◆ **The task**:
Repeat the entries beneath in their entirety, precisely as given.

◆ **Dataset records**:
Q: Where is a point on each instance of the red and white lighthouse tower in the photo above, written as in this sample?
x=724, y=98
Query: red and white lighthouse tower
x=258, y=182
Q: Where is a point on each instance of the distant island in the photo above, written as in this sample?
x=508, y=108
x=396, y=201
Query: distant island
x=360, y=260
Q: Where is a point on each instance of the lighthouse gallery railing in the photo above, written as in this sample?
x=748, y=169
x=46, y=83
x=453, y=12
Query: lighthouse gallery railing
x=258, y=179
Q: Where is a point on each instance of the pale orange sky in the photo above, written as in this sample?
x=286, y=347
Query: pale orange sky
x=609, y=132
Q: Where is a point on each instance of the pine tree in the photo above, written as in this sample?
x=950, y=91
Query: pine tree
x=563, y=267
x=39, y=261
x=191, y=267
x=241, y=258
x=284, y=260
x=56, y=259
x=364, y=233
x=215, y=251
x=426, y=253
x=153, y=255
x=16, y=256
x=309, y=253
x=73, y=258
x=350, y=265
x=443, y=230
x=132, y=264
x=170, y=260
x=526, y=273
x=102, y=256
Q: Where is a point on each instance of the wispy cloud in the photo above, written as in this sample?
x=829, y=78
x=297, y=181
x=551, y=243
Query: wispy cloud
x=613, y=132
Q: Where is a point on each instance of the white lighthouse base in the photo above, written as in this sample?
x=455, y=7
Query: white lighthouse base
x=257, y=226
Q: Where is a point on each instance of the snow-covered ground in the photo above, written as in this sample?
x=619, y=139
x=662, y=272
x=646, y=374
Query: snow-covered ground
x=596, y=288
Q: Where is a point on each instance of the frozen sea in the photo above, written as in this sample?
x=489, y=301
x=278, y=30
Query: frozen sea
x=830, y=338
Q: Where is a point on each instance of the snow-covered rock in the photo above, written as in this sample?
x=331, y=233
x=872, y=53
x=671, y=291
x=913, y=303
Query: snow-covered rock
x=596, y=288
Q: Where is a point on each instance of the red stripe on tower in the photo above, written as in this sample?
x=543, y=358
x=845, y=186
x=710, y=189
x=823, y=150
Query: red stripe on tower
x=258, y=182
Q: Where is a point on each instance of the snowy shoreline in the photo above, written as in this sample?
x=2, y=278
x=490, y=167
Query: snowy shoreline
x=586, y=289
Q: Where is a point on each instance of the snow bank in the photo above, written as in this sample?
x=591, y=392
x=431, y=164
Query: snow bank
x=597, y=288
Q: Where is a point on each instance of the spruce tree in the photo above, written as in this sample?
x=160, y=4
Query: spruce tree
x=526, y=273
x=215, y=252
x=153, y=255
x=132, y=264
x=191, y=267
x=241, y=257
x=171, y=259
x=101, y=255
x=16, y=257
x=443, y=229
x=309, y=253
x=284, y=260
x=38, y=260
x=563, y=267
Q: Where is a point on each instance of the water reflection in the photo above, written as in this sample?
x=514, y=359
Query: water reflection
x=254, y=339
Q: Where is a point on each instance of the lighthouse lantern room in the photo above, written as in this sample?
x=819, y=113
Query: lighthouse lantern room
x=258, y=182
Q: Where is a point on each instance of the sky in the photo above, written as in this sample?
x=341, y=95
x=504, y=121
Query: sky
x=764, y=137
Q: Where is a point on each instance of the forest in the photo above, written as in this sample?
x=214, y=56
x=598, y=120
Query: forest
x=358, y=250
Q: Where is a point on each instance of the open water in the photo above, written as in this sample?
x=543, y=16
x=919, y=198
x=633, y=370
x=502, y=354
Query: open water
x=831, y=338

◆ **Result of this exercise**:
Q: Where is a point on each instance of the red and white lighthouse tower in the photo above, written as in this sample?
x=724, y=98
Query: red and white lighthouse tower
x=258, y=182
Q: Where is a point on each instance of the distant island in the photo above, written as in this sample?
x=508, y=108
x=396, y=201
Query: distant island
x=360, y=260
Q: Where is a point on each instance of the lighthouse gallery railing in the photo above, written as in this sample?
x=748, y=169
x=46, y=83
x=453, y=12
Query: lighthouse gallery railing
x=258, y=179
Q: Where is a point on each instance of the pale orange sky in the photo above, written as in this sample?
x=286, y=347
Query: pale orange sky
x=609, y=132
Q: Where is a point on each instance of the pine tree in the photo above, written as in this sample?
x=950, y=91
Query: pine tree
x=563, y=267
x=39, y=261
x=191, y=267
x=241, y=258
x=284, y=260
x=56, y=259
x=364, y=233
x=215, y=251
x=426, y=253
x=153, y=255
x=16, y=256
x=309, y=253
x=73, y=258
x=350, y=265
x=443, y=230
x=132, y=264
x=170, y=260
x=526, y=273
x=102, y=256
Q: Where is a point on each instance of the wispy cloud in the photo above, written as in this sample?
x=829, y=78
x=297, y=181
x=551, y=243
Query: wispy cloud
x=613, y=132
Q: Where is a point on each instance of the white lighthouse base in the photo above, written as in this sample?
x=455, y=7
Query: white lighthouse base
x=257, y=226
Q: Where is a point on each instance of the snow-covered ground in the photo above, written as in this sample?
x=619, y=139
x=662, y=272
x=646, y=374
Query: snow-covered ground
x=596, y=288
Q: Where is a point on each instance of the frozen sea in the photo above, written as in this sample?
x=489, y=301
x=278, y=30
Query: frozen sea
x=830, y=338
Q: Where is a point on each instance of the snow-covered rock in the photo above, written as in this sample?
x=331, y=233
x=872, y=53
x=671, y=291
x=913, y=303
Query: snow-covered rock
x=596, y=288
Q: Where is a point on each instance of the red stripe on tower in the photo above, written as in this sample?
x=543, y=358
x=845, y=186
x=710, y=189
x=823, y=150
Query: red stripe on tower
x=258, y=182
Q: Where is a point on each instance of the snowy shoreline in the photo above, written as in this sample?
x=2, y=278
x=490, y=167
Query: snowy shoreline
x=586, y=289
Q: Where is a point on each instance of the snow bank in the photo above, written as in this sample?
x=591, y=392
x=431, y=164
Query: snow bank
x=597, y=288
Q: Where is a point on each instance of the spruce tree in the photo above, written as in this sample?
x=160, y=4
Query: spruce tree
x=526, y=273
x=215, y=252
x=153, y=255
x=132, y=264
x=191, y=267
x=241, y=257
x=171, y=259
x=101, y=255
x=16, y=257
x=443, y=229
x=309, y=253
x=284, y=260
x=38, y=260
x=563, y=267
Q: Where is a point on each instance of the water reflection in the photo above, written as in this sample?
x=514, y=359
Query: water reflection
x=254, y=339
Q: Where is a point on each instance of the lighthouse lantern room in the photo above, written as in this sample?
x=819, y=113
Query: lighthouse lantern room
x=258, y=182
Q: Where is a point on each instance of the sky in the photo above, written as in this sample?
x=341, y=95
x=504, y=121
Query: sky
x=764, y=137
Q: Where is a point on each instance of the forest in the photo above, written as in this sample?
x=214, y=56
x=598, y=120
Query: forest
x=358, y=250
Q: Where is a point on each instance of the open water in the photo above, written as in this sample?
x=543, y=16
x=919, y=198
x=633, y=370
x=502, y=354
Query: open water
x=831, y=338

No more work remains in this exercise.